**Text segment:**

▶

A recreational cabin is rising in the old clear-cuts north of Sitka, part of a joint venture between groups that didn't used to be on speaking terms.
Restoring damaged forest has become an area where environmentalists see eye to eye with the U.S. Forest Service. In the last several years, groups such as the Nature Conservancy and Trout Unlimited worked on various stream restoration projects in the Forest Service-run Tongass National Forest.
"This is a project we see as a win-win for everybody that's involved in the Tongass," said Scott Harris, conservation solutions coordinator from the Sitka Conservation Society, which formed in 1967 to fight logging in the Sitka area.
The Sitka Conservation Society has been working with the U.S. Forest Service to restore the Starrigavan Creek watershed, on the road system nine miles north of town, which was clear-cut in the mid-1970s. Part of that larger project is the cabin, now being built with second-growth timber thinned from the dense stands that grew in the clear-cuts.
Granted, the legal battles aren't over. The Sitka Conservation Society filed last week one of 14 appeals of the new Tongass timber plan, handed down this year by the U.S. Forest Service. The group says the plan allows too much timber to be cut.
But that appeal is concerned with the logging of old-growth timber.
Logging second-growth trees, those that grow in the old clear-cuts, is remarkably uncontroversial and even welcomed by conservation groups.
The trees that emerge after an area is clear-cut grow so densely they block light to the understory. The blueberries and dogwood that Sitka black-tailed deer rely on can't thrive in darkness.
Thinning the trees in such areas leaves light and space for the understory, and the forest grows more quickly to have other healthy old-growth characteristics.
But in the short term, thinning can make the forest difficult for anybody but a brown bear to get through. And it's costly to pull out.
"We're always struggling with how to deal with the slash that's left over," said Perry Edwards, a fisheries and wildlife biologist for the Forest Service.
So the Forest Service is digging around for ways to use those byproducts of restoration, including pellets or biobricks and firewood for fuel as well as this cabin project. Projects such as these could make restoration more economical, Edwards said.
"Our budgets get smaller every year, but there's still a need to improve wildlife habitat every year," he said.
Young wood rises from old clear-cuts. The Sitka district alone will have about 50,000 acres of young growth, according to Edwards. In Southeast Alaska, about 800,000 acres were logged on the Tongass and state and private lands, according to a Nature Conservancy and Audubon Society study.

◀

**Source information:**
▶

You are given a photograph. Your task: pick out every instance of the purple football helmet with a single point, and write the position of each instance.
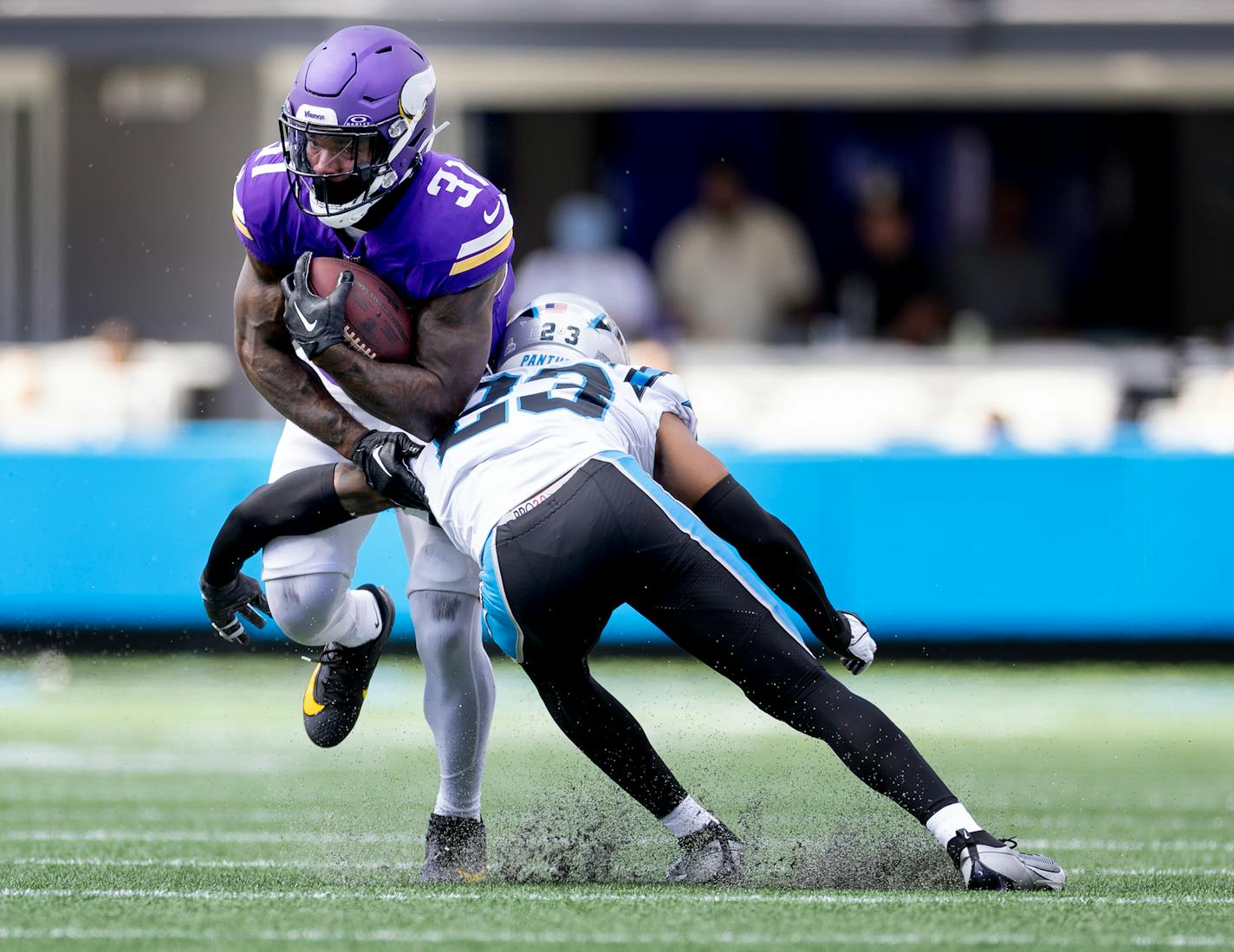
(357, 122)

◀
▶

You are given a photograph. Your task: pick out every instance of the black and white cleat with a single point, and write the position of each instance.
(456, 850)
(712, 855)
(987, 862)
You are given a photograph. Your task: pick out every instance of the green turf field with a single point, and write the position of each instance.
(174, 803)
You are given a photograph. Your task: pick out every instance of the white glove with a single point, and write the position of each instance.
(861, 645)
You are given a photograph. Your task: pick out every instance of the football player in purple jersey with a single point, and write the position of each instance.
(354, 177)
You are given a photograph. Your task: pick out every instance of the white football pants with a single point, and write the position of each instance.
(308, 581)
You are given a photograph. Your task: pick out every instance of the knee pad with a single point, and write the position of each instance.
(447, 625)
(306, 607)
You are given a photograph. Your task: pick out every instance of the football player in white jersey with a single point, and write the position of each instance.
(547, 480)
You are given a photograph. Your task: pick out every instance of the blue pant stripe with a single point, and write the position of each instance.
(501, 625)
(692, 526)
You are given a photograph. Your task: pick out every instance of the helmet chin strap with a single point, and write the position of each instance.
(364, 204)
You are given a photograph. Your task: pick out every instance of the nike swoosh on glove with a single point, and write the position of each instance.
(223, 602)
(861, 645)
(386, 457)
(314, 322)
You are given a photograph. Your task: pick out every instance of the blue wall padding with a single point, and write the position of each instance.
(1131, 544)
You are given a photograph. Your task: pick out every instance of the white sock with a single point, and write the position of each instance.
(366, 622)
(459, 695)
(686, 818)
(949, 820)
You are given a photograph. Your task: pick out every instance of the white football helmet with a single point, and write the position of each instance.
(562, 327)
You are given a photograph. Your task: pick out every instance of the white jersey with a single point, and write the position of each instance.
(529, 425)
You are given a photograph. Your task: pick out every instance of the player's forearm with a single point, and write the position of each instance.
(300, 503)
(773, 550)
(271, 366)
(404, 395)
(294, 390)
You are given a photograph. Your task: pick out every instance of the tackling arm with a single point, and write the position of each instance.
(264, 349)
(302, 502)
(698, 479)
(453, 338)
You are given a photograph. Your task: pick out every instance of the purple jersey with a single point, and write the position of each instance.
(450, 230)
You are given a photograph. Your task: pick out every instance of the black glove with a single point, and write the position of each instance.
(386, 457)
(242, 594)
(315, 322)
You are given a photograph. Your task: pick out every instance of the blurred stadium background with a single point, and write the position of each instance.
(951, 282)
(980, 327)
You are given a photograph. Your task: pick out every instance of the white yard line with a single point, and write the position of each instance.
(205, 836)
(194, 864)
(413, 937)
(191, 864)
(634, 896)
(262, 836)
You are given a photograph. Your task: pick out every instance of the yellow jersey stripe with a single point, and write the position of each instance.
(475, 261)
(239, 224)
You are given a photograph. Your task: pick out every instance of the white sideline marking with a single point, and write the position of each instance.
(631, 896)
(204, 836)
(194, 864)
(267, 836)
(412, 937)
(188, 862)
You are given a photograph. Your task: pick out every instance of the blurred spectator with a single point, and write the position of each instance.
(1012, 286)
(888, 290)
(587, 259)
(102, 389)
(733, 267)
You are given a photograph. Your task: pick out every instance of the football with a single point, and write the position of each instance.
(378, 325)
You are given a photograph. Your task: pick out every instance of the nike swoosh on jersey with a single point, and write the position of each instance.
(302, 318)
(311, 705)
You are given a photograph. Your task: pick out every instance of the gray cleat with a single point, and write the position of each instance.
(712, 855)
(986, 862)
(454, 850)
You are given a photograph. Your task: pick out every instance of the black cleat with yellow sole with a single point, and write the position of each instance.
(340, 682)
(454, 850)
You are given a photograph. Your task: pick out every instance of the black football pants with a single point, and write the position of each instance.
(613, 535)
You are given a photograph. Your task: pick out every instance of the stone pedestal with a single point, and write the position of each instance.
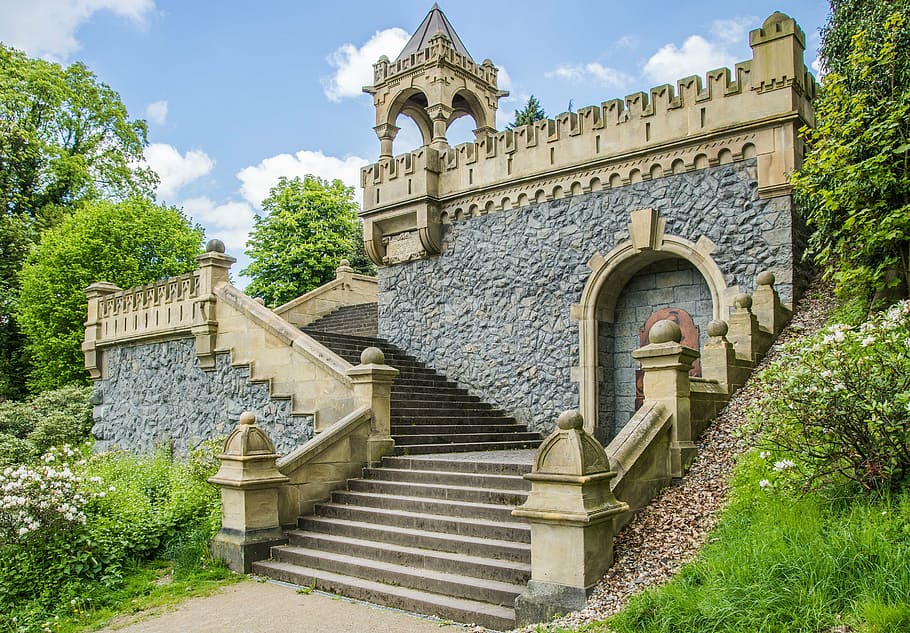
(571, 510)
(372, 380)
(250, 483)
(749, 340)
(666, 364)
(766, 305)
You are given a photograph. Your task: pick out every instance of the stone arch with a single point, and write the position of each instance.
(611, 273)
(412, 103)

◀

**List of tasks:**
1: Reproduce the passage of the Sitka forest restoration article starting at "Young wood rises" and ending at "Audubon Society study.".
2: According to the Sitka forest restoration article, in what year was the Sitka Conservation Society formed?
3: Write the next part of the Sitka forest restoration article, picking up right after its final sentence.

**Numbered answers:**
1:
Young wood rises from old clear-cuts. The Sitka district alone will have about 50,000 acres of young growth, according to Edwards. In Southeast Alaska, about 800,000 acres were logged on the Tongass and state and private lands, according to a Nature Conservancy and Audubon Society study.

2: 1967

3:
How much of that is usable young-growth wood, and when that wood will be available, is up for debate and being studied by the Forest Service. But some is certainly available now.
The Starrigavan cabin was built in a May class offered by the University of Alaska, taught by Michael and Richard Musick, father and son builders from Ester.
Second-growth Sitka spruce logs, averaging about 12 inches in diameter, were "nice ideal cabin logs," according to son Richard Musick.
"Most of the old growth is just too big to use in a cabin," he said. "You just can't handle the wood."
Twelve students - from various backgrounds, mostly involving at least some chain saw experience - spent two weeks working in a University of Alaska Southeast hangar in Sitka. They learned how to notch logs with precision, how to make sure they shrink and dry snugly. By the end, they had assembled all 44 logs in the hangar.
"It definitely requires a lot of skill and dexterity, comfort with the chain saw," said student Clayton Murral, an Alaska-based field coordinator for the nonprofit Southeast Alaska Guidance Association. "I found it extremely enjoyable."
"When you can take a tree and carve on it a little bit - make it fit and turn it into a house - it's just really satisfying," Richard Musick said.
The cabin wasn't progressive just for the logs. It was designed to be highly energy efficient. And it also will be the rare cabin in the Tongass that's accessible by disabled people.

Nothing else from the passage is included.